:: PROVIDED TEXT ::

..............................

Better or worse, sickness and in health is all well and good up to a point. It really is. But at some point, YOUR health and YOUR well-being come into play as well. If he can't or won't get well, then you have to take care of yourself. You and your daughter deserve to sleep at night. You deserve to know where you'll be sleeping at night. To have the consistency that kids need to be raised with. He may be fragile, but there's no guarantee that in 6 months or a year or 5 years his doctors won't think he's just as fragile. You could wait your whole life living like this for his doctors to approve your life. Remember, they're HIS doctors, not yours! They don't have your best interests, or any of your interests in their scope of care, really. 

There's absolutely nothing wrong and everything right about wanting to establish safe and healthy boundaries with a very sick person. If you separate yourself from him, he can only do so much to slander you because you're simply not there. If you do divorce him however, you have to make it stick. You'll always be connected through your daughter, but to get "technically" divorced and still spend every day with him and be his primary caretaker won't work. It's more about creating the boundaries that he can't.

..............................

:: REQUIREMENTS ::
a: Reproduce the relationship advice post between "There's absolutely nothing" and "that he can't.", inclusive.
b: Check each statement against the relationship advice post. Mark it yes or no and quote the words from the post that decide it. (i) The post says his doctors include the reader's interests in their scope of care. (ii) The post says the reader will always be connected to him through the daughter. (iii) The post says a divorce can work while the reader stays his primary caretaker.
c: Extend the relationship advice post from its final sentence onward.

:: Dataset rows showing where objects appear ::
..............................

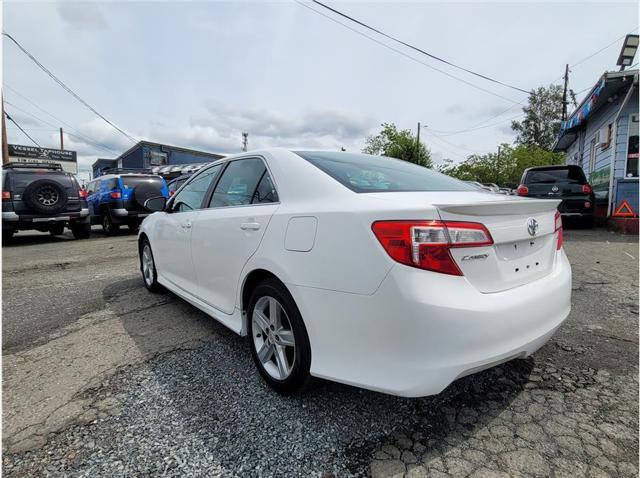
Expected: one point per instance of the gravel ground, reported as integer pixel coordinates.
(571, 410)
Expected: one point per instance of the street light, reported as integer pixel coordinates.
(629, 48)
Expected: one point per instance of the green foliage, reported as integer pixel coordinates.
(399, 144)
(504, 170)
(543, 114)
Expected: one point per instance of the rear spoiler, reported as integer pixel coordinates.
(507, 207)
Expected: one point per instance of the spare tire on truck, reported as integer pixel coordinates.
(45, 196)
(146, 190)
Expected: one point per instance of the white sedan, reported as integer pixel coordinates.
(365, 270)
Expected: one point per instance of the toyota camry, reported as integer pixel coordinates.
(361, 269)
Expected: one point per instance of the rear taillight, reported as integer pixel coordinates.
(558, 222)
(426, 244)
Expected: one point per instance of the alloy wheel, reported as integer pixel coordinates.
(47, 196)
(273, 338)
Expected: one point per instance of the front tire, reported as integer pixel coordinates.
(279, 342)
(148, 267)
(108, 225)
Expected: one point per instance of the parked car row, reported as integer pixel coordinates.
(567, 183)
(43, 197)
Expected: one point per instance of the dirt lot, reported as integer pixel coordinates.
(102, 378)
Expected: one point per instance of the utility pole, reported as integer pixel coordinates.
(245, 141)
(498, 164)
(5, 144)
(564, 93)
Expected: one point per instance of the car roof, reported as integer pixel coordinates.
(553, 166)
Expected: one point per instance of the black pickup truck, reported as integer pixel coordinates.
(567, 183)
(42, 197)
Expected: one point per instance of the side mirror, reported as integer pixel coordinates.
(155, 204)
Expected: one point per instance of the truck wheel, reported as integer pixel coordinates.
(108, 226)
(57, 230)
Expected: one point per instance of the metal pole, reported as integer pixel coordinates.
(564, 94)
(5, 144)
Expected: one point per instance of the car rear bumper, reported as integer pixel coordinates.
(422, 330)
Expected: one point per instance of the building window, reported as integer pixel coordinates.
(592, 155)
(631, 169)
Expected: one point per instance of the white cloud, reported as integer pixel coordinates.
(82, 15)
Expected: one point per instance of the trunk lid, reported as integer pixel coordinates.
(516, 257)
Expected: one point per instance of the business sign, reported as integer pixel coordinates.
(33, 154)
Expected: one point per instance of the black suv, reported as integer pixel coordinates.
(561, 182)
(117, 199)
(42, 197)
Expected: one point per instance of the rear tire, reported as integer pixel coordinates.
(148, 267)
(108, 226)
(57, 230)
(278, 338)
(81, 230)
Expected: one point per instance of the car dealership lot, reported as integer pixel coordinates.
(103, 378)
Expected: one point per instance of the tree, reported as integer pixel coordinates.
(504, 170)
(543, 114)
(399, 144)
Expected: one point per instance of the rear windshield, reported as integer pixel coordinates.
(363, 173)
(556, 175)
(130, 182)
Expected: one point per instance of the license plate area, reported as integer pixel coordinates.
(47, 219)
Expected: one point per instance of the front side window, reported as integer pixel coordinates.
(190, 197)
(363, 173)
(245, 181)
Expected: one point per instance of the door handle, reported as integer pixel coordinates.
(252, 226)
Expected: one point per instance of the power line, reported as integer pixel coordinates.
(64, 86)
(85, 138)
(419, 50)
(78, 136)
(400, 52)
(601, 49)
(20, 128)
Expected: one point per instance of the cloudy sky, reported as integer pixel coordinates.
(197, 74)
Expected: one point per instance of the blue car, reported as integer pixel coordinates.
(118, 199)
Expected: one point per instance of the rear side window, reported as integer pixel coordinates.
(556, 175)
(191, 196)
(363, 173)
(240, 182)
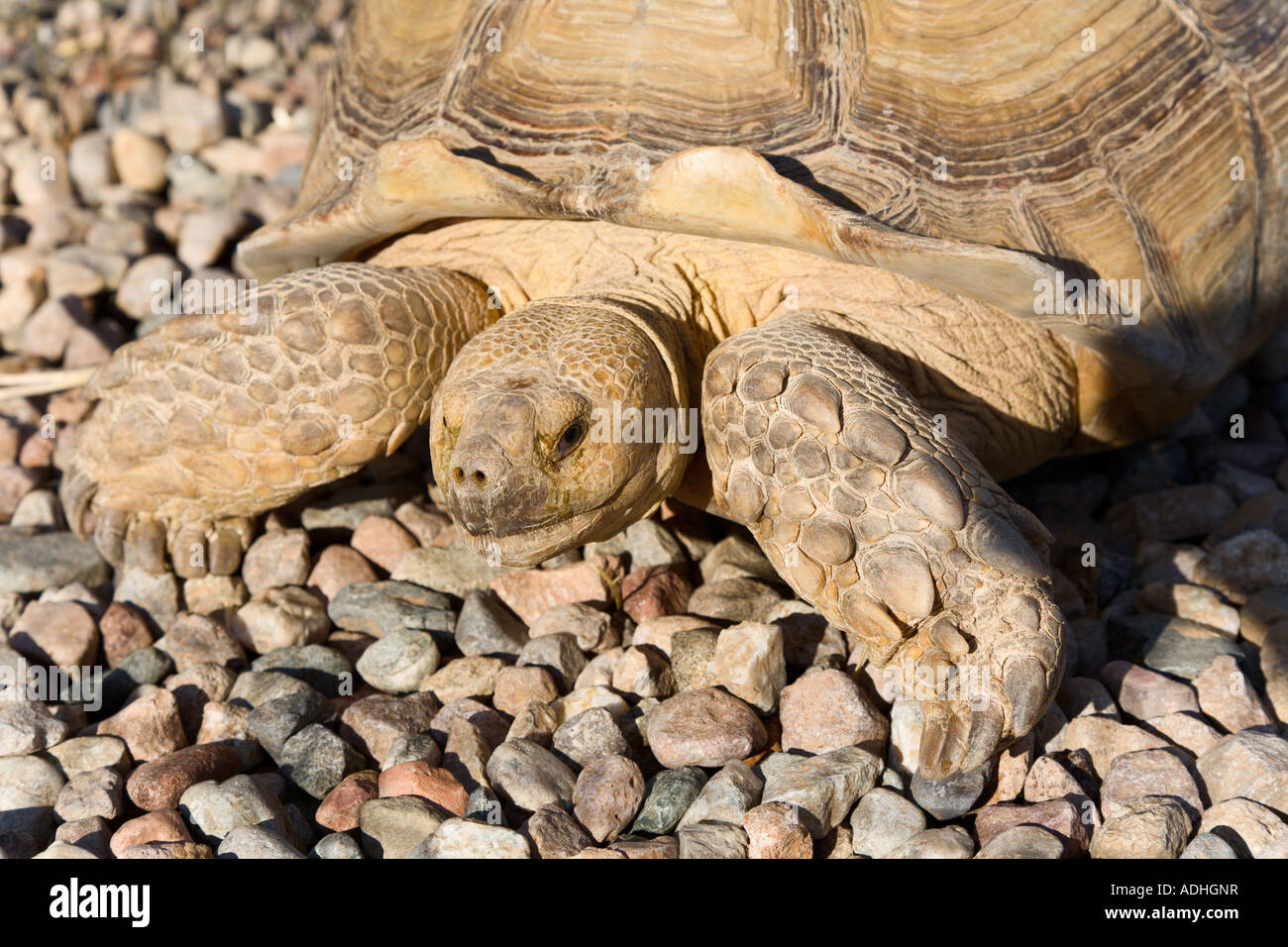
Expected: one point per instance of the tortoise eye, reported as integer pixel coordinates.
(568, 441)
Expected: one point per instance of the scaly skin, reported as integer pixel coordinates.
(890, 528)
(213, 419)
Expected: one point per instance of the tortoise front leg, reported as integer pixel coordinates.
(213, 419)
(890, 531)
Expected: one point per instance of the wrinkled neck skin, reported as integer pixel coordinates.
(567, 420)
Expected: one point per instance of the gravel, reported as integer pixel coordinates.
(364, 685)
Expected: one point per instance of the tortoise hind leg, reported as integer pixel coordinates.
(890, 531)
(211, 419)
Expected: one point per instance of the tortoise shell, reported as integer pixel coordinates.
(978, 145)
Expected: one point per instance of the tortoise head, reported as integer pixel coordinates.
(561, 424)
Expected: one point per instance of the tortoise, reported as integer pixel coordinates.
(890, 252)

..............................

:: EXPECTED RESPONSES ::
a:
There's absolutely nothing wrong and everything right about wanting to establish safe and healthy boundaries with a very sick person. If you separate yourself from him, he can only do so much to slander you because you're simply not there. If you do divorce him however, you have to make it stick. You'll always be connected through your daughter, but to get "technically" divorced and still spend every day with him and be his primary caretaker won't work. It's more about creating the boundaries that he can't.

b:
(i) No: "They don't have your best interests, or any of your interests in their scope of care, really."
(ii) Yes: "You'll always be connected through your daughter"
(iii) No: "be his primary caretaker won't work"

c:
----------



## Uptown (Mar 27, 2010)

Lorraine, when did the crazy problems with your H begin. I've read your other threads and you seem to be describing a situation where the marriage was fine for 17 years or so and then all hell broke loose in the past three years. That doesn't make sense to me. It sounds like your H had emotional issues when you married and you overlooked the red flags earlier. Is that right?


----------



## VLR (May 15, 2011)

Are you saying you would want to stay with him if you were sure he wasn't going to divorce you first? If he didn't change a bit and you knew for sure he wouldn't file first would that work for you?

That may be a question to work on first and then the the legal one becomes a little easier to approach.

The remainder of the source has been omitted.